- Description of the task -
Count the lines holding the string "boat" in the records, and give only the count.

- Referring expression pointing data -
┏━━

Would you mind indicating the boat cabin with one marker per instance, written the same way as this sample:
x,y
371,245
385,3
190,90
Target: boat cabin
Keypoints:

┗━━

- Answer box -
2